(CONSIGNE):
Répondez à ces questions d'après le texte, une réponse par ligne, numérotée comme la question.
1. Avec quel philosophe l'escargot se demanderait-il toute la journée pourquoi il y a de l'être plutôt que rien ?
2. Depuis combien de temps, selon le texte, l'histoire secrète de la philosophie occidentale nous renvoie-t-elle sans relâche à ce décryptage difficile ?
3. Au cours de quel repas le confrère s'était-il levé pour adresser sa prière au Créateur ?

(TEXTE):
== == ==

L'homme serait-il un escargot soucieux de quitter la coquille qu'il porte
sur son dos et qui se demanderait toute la journée, avec Heidegger:
"Pourquoi y a-t-il de l'être plutôt que rien?"
Il y aura
bientôt deux siècles entiers que l'histoire secrète de la philosophie
occidentale nous renvoie sans relâche au décryptage difficile de la
signification anthropologique, donc encore cachée, de la relégation
définitive des cosmologies protectrices dans le royaume des coquillages
mythiques dont usaient les premiers âges de notre espèce. Aucun démiurgie
mythique ne saurait résister longtemps au silence subit et définitif de ses
porte-parole ou de ses suicidaires socratiques. Au début, on se demande
seulement pourquoi la divinité a cessé de se donner le surplomb d'une mythologie.
Puis, les hommes de plume de Dieu se demandent pourquoi les escargots de
Dieu n'ont plus prêté leur encrier à leur démiurge.
Mais les
gastéropodes logés dans le ciel de leur langage plongent maintenant leurs
tentacules dans le vide et le silence d'un cosmos privé de sa coquille.
Leur nudité nouvelle donne à leurs antennes leur solitude pour demeure.
Alors seulement ils découvrent que leurs dieux étaient leurs leviers. Au
confrère astucieux qui, au cours d'un dîner d'ecclésiastiques, s'était levé
pour adresser au Créateur une prière formulée sur le mode sacerdotal:
"Je vous supplie, ô mon Dieu, d'inspirer l'esprit de modération à
votre serviteur", le Père Cardonnel, soupçonné d'hérésie par son
ordre et visé par ce discours habillé d'une sainteté maligne, s'était
tourné vers de dévot pour lui dire: "Pourquoi ne me parles-tu pas
sans détours?" Mais à qui parler sans détours, sinon au géant qui
élèvera la bête privée de sa coquille à se colleter avec le Dieu qui
l'attend, celui de sa propre solitude?

== == ==

(DONNÉES ENREGISTRÉES):
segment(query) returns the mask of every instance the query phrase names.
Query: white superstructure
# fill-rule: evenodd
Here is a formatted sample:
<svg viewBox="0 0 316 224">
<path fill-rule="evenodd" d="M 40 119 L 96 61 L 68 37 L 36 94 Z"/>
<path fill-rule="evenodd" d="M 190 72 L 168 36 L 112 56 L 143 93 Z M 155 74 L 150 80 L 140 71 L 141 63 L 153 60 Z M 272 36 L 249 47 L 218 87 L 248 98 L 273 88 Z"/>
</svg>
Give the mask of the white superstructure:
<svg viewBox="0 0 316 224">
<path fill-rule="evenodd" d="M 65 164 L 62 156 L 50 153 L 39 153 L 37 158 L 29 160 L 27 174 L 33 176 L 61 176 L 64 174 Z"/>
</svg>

== == ==

(RÉPONSE CI-DESSOUS):
1. Heidegger.
2. Bientôt deux siècles entiers.
3. Au cours d'un dîner d'ecclésiastiques.